What to produce:
Reproduce word for word the part of the items that starts at the line containing "Could you please indicate the lobster" and continues through the last line of the items, including both ends.
============
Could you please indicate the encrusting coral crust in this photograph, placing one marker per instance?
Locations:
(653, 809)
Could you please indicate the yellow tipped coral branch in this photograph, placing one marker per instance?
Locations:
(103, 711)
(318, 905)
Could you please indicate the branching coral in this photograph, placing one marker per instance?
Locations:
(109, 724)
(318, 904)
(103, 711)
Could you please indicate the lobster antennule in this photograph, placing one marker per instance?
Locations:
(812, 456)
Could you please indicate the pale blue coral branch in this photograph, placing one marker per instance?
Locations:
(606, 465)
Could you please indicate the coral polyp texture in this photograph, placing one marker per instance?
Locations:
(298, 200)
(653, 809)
============
Solution to this exercise:
Could you please indicate the lobster antennule in this photograph, placing one marker per instance?
Locations:
(812, 456)
Could you please indicate the pale blue coral branch in this photograph, placing one marker per instance?
Locations:
(606, 465)
Could you please indicate the coral polyp texture in this photograph, placing one marker per instance?
Locations:
(298, 200)
(653, 809)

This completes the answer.